* QUESTIONS TO ANSWER *
1 – Retype the part of the article on Google's EU antitrust fine from "Vestager also ordered" up to and including "was the solution.".
2 – According to the article on Google's EU antitrust fine, how many days was Google given to halt its anti-competitive practices in deals with smartphone makers and telecoms providers?

* PASSAGE PROVIDED *
***

EU antitrust regulators hit Google with a record 4.34 billion euro (US$5 billion) fine yesterday for using its Android mobile operating system to squeeze out rivals.

The penalty is nearly double the previous record of 2.4 billion euros which the company was ordered to pay last year over its online shopping search service.

It represents just over two weeks of revenue for Google parent Alphabet Inc and would scarcely dent its cash reserves of US$102.9 billion. But it could add to a brewing trade war between Brussels and Washington.

EU antitrust chief Margrethe Vestager said she very much liked the United States, countering a reported remark by President Donald Trump that she “hated” the country.

“But the fact is that this has nothing to do with how I feel. Nothing whatsoever. Just as enforcing competition law, we do it in the world, but we do not do it in political context,” she said.

Google said it would appeal.

“We are concerned that today’s decision will upset the careful balance that we have struck with Android, and that it sends a troubling signal in favour of proprietary systems over open platforms,” Google CEO Sundar Pichai said in a blog.

Vestager’s boss, Commission President Jean-Claude Juncker, is due to meet Trump next Wednesday in an effort to avert threatened new tariffs on EU cars amid Trump’s complaints over the US trade deficit.

Vestager also ordered Google to halt anti-competitive practices in contractual deals with smartphone makers and telecoms providers within 90 days or face additional penalties of up to 5 percent of parent Alphabet’s average daily worldwide turnover.

“Google has used Android as a vehicle to cement the dominance of its search engine. These practices have denied rivals the chance to innovate and compete on the merits. They have denied European consumers the benefits of effective competition in the important mobile sphere,” Vestager said.

Asked on if breaking up Google would solve the issue, a call made by a number of Google foes, she said she was not sure if that was the solution.

“I don’t know if it will serve the purpose of more competition to have Google broken up. What would serve competition is to have more players,” Vestager said.

On concerns that Google may decide to charge for Android, Vestager said her ruling was not related to the way the company operates.

“This is not a judgment on a business model. There is still a possibility to monetize its operating system. Revenue from its app store is quite substantial,” she said.

***

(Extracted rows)

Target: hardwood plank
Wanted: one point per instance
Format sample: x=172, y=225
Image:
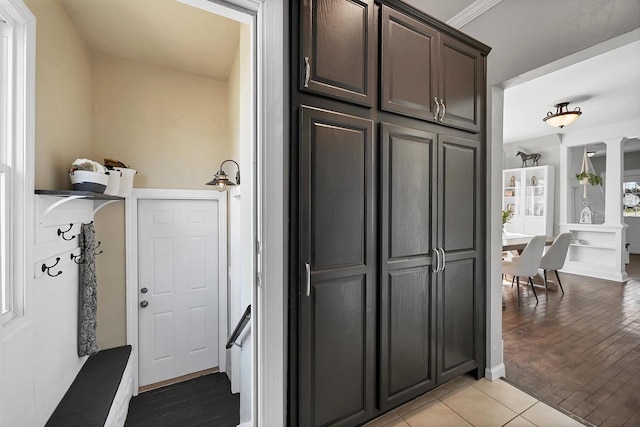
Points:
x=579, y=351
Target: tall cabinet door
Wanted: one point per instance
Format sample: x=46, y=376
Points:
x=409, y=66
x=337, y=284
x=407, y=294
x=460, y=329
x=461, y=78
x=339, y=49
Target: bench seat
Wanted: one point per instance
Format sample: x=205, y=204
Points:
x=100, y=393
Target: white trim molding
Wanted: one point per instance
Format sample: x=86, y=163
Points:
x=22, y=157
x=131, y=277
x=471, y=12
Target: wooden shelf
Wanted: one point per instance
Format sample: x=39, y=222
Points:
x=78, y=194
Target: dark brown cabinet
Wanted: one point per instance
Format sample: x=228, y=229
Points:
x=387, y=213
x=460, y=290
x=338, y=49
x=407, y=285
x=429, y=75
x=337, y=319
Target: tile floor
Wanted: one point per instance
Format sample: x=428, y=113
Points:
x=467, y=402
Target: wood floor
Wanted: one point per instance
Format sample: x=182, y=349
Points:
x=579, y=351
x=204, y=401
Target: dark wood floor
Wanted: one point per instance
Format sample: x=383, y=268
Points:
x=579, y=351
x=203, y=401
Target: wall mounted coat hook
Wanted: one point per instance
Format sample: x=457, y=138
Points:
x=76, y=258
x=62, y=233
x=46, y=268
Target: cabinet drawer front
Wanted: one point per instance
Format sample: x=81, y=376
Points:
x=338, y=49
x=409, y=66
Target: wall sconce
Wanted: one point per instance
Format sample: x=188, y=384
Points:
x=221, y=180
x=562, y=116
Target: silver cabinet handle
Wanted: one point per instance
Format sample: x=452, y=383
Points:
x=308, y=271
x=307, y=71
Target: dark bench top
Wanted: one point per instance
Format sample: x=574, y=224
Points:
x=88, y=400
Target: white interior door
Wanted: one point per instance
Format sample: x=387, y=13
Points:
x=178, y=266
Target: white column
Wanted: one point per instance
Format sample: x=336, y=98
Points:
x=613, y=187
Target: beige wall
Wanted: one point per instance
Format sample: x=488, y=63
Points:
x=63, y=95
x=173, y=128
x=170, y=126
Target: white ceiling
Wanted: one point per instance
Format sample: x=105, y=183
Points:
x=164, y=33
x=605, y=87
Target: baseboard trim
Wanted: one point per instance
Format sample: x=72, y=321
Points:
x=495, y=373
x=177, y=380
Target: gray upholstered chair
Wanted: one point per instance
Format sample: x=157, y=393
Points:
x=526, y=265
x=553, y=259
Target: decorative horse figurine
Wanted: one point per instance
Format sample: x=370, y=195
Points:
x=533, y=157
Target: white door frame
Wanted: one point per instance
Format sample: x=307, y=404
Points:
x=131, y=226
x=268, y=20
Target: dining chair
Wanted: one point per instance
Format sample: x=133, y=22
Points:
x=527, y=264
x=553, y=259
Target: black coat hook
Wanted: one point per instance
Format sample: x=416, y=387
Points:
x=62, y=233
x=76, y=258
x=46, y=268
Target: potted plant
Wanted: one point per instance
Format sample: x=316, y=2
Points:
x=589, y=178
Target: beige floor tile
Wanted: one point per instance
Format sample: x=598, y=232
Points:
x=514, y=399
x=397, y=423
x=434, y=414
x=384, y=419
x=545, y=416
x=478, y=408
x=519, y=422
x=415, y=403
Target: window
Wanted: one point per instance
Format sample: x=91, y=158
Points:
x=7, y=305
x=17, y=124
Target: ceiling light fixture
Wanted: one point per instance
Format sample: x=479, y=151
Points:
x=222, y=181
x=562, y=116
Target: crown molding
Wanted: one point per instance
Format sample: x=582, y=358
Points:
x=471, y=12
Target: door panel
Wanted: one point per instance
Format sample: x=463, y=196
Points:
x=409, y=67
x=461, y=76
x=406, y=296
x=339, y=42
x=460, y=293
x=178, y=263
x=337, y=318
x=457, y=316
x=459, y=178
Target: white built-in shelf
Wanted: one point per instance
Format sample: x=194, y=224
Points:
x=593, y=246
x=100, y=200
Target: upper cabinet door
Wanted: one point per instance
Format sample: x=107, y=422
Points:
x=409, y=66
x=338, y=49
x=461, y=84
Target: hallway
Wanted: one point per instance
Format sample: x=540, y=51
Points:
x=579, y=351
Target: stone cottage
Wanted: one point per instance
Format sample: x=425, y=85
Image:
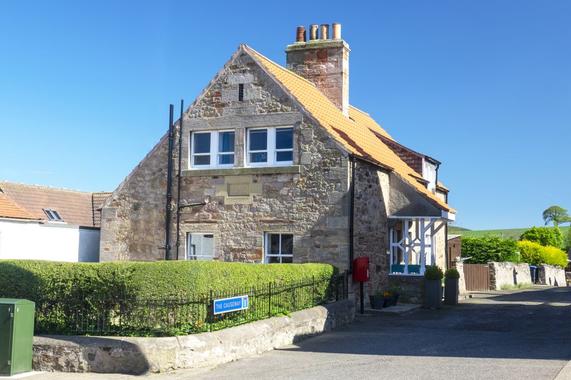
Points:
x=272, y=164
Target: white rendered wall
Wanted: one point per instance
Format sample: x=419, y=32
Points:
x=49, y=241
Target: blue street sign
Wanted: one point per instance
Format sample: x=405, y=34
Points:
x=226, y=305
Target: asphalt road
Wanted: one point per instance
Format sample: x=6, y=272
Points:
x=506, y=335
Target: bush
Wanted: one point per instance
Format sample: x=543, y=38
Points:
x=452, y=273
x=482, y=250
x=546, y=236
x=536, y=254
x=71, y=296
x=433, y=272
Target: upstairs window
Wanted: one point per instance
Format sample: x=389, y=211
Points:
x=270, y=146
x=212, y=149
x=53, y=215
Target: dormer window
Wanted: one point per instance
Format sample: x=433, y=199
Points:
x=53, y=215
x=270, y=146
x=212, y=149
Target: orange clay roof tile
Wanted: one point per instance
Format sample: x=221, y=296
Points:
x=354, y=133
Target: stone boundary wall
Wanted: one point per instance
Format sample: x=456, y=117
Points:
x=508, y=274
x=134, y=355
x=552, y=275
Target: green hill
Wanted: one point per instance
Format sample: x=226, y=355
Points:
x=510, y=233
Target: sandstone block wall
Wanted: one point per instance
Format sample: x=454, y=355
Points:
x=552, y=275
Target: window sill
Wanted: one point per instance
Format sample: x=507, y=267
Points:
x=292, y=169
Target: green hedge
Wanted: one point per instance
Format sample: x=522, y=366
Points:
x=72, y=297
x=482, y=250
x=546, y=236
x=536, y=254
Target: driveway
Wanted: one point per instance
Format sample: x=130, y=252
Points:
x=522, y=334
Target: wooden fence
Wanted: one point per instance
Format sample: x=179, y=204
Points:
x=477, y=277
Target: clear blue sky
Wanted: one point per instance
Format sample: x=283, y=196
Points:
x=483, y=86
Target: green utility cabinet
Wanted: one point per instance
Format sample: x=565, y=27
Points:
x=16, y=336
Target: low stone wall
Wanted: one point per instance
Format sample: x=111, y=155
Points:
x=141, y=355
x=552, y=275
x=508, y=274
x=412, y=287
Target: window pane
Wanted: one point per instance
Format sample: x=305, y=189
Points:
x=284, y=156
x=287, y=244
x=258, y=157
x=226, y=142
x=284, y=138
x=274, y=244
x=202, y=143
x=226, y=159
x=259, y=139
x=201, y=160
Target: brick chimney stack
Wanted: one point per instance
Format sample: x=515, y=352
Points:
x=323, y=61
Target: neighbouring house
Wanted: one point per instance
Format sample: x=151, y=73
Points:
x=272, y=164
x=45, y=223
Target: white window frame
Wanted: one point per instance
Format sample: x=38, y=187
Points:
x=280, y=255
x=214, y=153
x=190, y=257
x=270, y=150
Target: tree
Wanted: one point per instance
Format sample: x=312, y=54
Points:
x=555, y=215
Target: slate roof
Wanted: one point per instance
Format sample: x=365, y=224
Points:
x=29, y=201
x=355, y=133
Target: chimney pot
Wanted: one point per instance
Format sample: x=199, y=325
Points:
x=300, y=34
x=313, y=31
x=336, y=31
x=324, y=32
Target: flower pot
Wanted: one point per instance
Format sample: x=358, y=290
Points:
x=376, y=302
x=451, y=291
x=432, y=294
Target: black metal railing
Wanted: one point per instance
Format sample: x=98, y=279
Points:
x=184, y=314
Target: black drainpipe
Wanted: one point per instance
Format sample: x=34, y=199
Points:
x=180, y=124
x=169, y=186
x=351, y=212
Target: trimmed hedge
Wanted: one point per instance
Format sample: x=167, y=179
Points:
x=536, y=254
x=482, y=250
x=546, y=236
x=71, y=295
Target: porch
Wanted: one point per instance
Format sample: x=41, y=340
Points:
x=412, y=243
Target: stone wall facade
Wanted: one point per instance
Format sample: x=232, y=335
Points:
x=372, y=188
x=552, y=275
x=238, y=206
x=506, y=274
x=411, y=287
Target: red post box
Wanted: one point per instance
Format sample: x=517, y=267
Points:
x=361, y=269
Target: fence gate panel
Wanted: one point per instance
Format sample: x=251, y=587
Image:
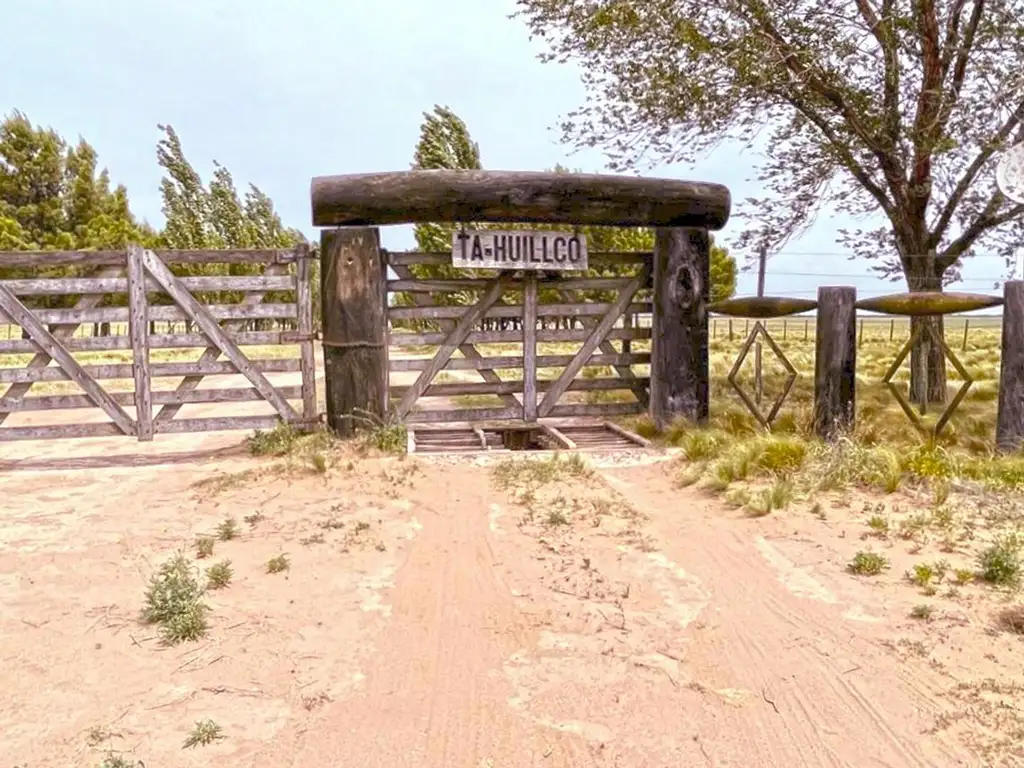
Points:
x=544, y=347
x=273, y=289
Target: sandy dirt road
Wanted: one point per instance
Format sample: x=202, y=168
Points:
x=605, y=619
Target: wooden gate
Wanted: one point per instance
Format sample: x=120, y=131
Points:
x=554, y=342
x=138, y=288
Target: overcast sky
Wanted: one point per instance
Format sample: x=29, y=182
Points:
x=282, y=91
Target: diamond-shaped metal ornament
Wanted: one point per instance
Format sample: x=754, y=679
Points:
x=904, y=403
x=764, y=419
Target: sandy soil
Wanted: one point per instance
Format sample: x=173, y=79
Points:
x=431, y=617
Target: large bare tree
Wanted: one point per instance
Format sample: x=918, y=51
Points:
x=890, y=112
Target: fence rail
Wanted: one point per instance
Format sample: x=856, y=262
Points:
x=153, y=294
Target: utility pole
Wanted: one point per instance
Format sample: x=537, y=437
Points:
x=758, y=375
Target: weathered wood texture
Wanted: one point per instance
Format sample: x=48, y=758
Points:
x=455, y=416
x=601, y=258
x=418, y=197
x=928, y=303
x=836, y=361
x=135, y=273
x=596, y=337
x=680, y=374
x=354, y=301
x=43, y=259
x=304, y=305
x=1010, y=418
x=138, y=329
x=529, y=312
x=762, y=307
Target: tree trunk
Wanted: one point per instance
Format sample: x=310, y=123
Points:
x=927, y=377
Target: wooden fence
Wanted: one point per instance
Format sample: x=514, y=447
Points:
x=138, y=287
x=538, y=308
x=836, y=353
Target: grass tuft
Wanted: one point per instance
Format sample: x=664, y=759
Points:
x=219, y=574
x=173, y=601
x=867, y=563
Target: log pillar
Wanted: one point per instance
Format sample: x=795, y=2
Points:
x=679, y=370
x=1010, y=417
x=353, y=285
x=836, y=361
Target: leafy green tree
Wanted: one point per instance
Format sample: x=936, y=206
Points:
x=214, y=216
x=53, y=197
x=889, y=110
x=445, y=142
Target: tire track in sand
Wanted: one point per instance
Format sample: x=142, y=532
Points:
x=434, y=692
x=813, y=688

***

* LIST OF ANSWERS *
1 –
Vestager also ordered Google to halt anti-competitive practices in contractual deals with smartphone makers and telecoms providers within 90 days or face additional penalties of up to 5 percent of parent Alphabet’s average daily worldwide turnover.

“Google has used Android as a vehicle to cement the dominance of its search engine. These practices have denied rivals the chance to innovate and compete on the merits. They have denied European consumers the benefits of effective competition in the important mobile sphere,” Vestager said.

Asked on if breaking up Google would solve the issue, a call made by a number of Google foes, she said she was not sure if that was the solution.

2 – 90 days